**Task statement:** Transcribe the records below exactly as they appear.

**Material for this exercise:**
## Begin

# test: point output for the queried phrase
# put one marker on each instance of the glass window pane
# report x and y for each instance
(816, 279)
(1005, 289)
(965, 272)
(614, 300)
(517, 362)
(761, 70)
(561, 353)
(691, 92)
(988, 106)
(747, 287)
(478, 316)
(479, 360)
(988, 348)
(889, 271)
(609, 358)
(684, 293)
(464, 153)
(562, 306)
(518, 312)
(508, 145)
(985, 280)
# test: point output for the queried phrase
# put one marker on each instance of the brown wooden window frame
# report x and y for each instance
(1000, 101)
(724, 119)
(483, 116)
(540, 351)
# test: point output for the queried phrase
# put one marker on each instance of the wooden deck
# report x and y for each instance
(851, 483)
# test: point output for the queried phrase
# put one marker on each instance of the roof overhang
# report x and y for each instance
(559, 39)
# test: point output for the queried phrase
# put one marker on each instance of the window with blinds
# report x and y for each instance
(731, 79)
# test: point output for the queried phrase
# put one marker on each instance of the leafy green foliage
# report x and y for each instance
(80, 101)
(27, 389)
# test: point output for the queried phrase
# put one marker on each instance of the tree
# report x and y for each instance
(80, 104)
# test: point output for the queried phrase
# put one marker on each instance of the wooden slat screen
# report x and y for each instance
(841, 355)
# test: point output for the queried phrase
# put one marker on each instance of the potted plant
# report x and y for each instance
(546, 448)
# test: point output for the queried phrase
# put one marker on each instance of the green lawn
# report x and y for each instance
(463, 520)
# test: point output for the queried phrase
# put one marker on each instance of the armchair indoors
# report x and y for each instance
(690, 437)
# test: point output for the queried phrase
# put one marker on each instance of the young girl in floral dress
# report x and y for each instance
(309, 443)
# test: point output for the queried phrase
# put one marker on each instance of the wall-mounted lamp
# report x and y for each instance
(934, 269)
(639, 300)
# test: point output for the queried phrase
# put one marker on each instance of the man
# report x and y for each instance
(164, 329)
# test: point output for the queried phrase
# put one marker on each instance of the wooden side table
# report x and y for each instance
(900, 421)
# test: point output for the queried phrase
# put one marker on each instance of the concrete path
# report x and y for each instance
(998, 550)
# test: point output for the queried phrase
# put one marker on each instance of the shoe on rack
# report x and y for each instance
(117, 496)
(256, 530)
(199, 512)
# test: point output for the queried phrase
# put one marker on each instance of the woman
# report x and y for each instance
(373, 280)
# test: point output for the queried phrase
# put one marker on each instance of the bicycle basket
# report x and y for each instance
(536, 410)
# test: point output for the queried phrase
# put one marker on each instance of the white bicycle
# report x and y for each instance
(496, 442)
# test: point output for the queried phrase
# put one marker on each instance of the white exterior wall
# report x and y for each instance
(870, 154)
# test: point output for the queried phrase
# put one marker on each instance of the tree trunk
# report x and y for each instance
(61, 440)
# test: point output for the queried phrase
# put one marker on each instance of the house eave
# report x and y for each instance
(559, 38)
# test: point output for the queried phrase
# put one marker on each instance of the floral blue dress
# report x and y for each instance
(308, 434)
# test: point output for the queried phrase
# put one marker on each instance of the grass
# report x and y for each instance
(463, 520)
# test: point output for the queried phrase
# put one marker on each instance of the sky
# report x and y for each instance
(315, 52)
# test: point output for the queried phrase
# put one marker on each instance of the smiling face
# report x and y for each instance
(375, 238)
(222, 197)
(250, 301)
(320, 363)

## End

**Solution for this task:**
# test: point output for the queried phrase
# put one marker on each instance of the glass window pane
# report x and y for each instance
(816, 279)
(1005, 289)
(965, 272)
(614, 300)
(517, 362)
(761, 70)
(561, 353)
(691, 92)
(988, 106)
(747, 287)
(478, 316)
(479, 360)
(988, 348)
(889, 271)
(609, 358)
(684, 293)
(464, 153)
(562, 306)
(518, 312)
(508, 145)
(985, 280)
# test: point output for the queried phrase
# put one marker on each instance of the brown wooden window frame
# report x and y for each instance
(1000, 101)
(724, 119)
(483, 116)
(540, 351)
# test: point output for the queried phrase
# put one marker on each instance of the wooden deck
# report x and y for each instance
(851, 483)
# test: point output for the queried phrase
# put one marker on each instance of the roof overhang
# report x and y for each instance
(559, 39)
# test: point output for the queried phrase
# put one marker on each instance of the window with blinds
# report x and y for each instance
(731, 79)
# test: point output for the queried phrase
# put one marker on each instance of the leafy green foliage
# report x and y for each instance
(80, 101)
(27, 389)
# test: point output for the queried phrase
# put one marker on each instance of the tree
# report x and y for each instance
(80, 104)
# test: point output for the queried phrase
# put one marker on each instance of the wooden slat screen
# report x and y for each instance
(841, 355)
# test: point output for the queried phrase
# put one marker on each instance of the potted plant
# report x and y for each instance
(546, 448)
# test: point output for the queried phrase
# put one marker on each instance of the green lawn
# report x and y for each instance
(463, 520)
# test: point output for the queried phrase
# put one marker on each instance of the armchair indoors
# report x and y for each instance
(690, 437)
# test: point output for the queried phrase
# put one marker on each instance of the young girl in floral dress
# report x and y for each instance
(309, 443)
# test: point output for the queried phrase
# put one marker on each instance of the wall-mounted lamp
# report x and y for each instance
(934, 269)
(639, 300)
# test: point output for the queried phrase
# put one marker on each instance of the man
# report x and y for each instance
(164, 329)
# test: point output for the queried phrase
# put one marker on each instance of the wooden side table
# report x and y for each instance
(900, 421)
# test: point output for the queried phrase
# put one marker on each instance of the concrete path
# report x and y for each instance
(998, 550)
# test: point output for the queried phrase
# put one marker on each instance of the shoe on rack
# report x and y for each instance
(117, 496)
(256, 530)
(199, 512)
# test: point output for the queried phrase
# put one marker on each instance of the woman
# report x and y for each instance
(373, 280)
# test: point output for the queried phrase
# put one marker on each instance of the bicycle basket
# report x and y for each instance
(536, 410)
# test: point output for the queried phrase
# put one marker on each instance of the white bicycle
# report x and y for each instance
(496, 442)
# test: point output for the queried phrase
# put one marker on each instance of the white exterior wall
# report x and y for each instance
(870, 154)
# test: point output for the queried phrase
# put one marker on each instance of the tree trunk
# report x and y for each instance
(61, 440)
# test: point output for the queried phrase
# put one marker on each instance of the house eave
# report x and y for each instance
(559, 38)
# test: point output for the queried phrase
# put one marker on each instance of the floral blue dress
# report x and y for each instance
(308, 434)
# test: point output for the queried phrase
# put one marker on each instance of the grass
# report x and y for each instance
(463, 520)
# test: point output for the queried phrase
# put one marker on each instance of the sky
# report x and y for each instance
(315, 52)
# test: point output for the queried phrase
# put one marker on each instance of the smiling face
# report x and y for each instance
(375, 238)
(222, 197)
(250, 301)
(320, 363)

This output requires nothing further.